PROBLEM DETAILS: Reproduce every one of the entries below word for word, keeping each line unchanged.
>> START DATA IN THIS EXERCISE
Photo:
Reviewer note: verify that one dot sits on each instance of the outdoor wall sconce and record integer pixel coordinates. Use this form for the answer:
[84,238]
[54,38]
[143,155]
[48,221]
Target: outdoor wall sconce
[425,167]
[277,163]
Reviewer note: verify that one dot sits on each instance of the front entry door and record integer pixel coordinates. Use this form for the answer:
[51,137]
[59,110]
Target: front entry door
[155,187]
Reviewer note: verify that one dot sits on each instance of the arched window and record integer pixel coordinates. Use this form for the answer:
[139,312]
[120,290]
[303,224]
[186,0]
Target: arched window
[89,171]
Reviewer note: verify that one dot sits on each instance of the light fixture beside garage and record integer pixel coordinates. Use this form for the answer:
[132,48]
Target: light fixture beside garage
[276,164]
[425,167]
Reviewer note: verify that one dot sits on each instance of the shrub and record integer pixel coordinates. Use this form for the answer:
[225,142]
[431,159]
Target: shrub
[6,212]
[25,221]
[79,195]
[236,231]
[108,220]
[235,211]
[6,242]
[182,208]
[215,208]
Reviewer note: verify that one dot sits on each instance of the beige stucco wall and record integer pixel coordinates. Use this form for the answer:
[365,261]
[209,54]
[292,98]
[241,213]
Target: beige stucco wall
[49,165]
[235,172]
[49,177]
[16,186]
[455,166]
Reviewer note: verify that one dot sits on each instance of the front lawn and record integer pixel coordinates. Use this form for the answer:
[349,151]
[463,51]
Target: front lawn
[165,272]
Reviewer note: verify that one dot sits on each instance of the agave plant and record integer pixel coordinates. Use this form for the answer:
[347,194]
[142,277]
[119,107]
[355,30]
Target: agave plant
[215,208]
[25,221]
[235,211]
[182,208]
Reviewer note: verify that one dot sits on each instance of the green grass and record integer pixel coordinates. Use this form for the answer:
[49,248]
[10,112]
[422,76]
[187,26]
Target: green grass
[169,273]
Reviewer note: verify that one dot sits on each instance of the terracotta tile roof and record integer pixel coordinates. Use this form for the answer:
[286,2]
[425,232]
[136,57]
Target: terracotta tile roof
>> END DATA IN THIS EXERCISE
OUTPUT FOR THIS EXERCISE:
Photo:
Reviewer note: verify that one dot sits on each instance of the outdoor wall sconce and record integer pixel coordinates. Use this form for the answer:
[84,238]
[54,38]
[143,155]
[48,221]
Target: outdoor wall sconce
[425,167]
[277,163]
Reviewer note: verify that one dot sits on each instance of the front entry door and record integer pixel coordinates. Use this form for the answer:
[51,137]
[59,110]
Target: front entry door
[155,187]
Reviewer note: verify that one dot sits on each instance of the arched window and record integer pixel coordinates. Use this form for the answer:
[139,312]
[120,290]
[303,224]
[186,0]
Target: arched window
[89,171]
Reviewer note: verify that one dot sits on each instance of the light fixture beside garage and record integer pixel coordinates. Use this form for the answer:
[132,48]
Target: light fixture beside garage
[276,164]
[425,167]
Reviewer note: verify that one dot sits on each instance of the shrub and record integer pixel coordinates. Use this form for the answer:
[225,142]
[431,159]
Target: shrub
[6,212]
[25,221]
[79,195]
[236,231]
[108,220]
[235,211]
[6,242]
[182,208]
[215,208]
Reviewer note: verify that one dot sits on each instance of the beige stucco wall and record integer pixel coordinates. Use this form for the answer:
[365,261]
[209,54]
[292,98]
[241,213]
Target: beige stucco wall
[49,165]
[235,172]
[49,177]
[16,186]
[455,166]
Reviewer note: verify that one dot sits on each instance of the front lawn and record integer pixel coordinates. Use this form for the answer:
[349,151]
[463,51]
Target: front lawn
[165,272]
Reviewer note: verify that one dot sits on each instance of the agave plant and record integer pixel coordinates. Use this form for the answer:
[347,194]
[142,277]
[119,107]
[355,30]
Target: agave plant
[215,208]
[25,221]
[235,211]
[182,208]
Reviewer note: verify that one dot sits on each instance of the green grass and record integer pixel coordinates. Use this form for the answer:
[49,248]
[10,112]
[422,76]
[187,26]
Target: green grass
[169,273]
Reviewer note: verify that one dot sits on each instance of the terracotta tile roof and record integer pixel coordinates. Use this form for the answer:
[286,2]
[425,232]
[136,57]
Target: terracotta tile roof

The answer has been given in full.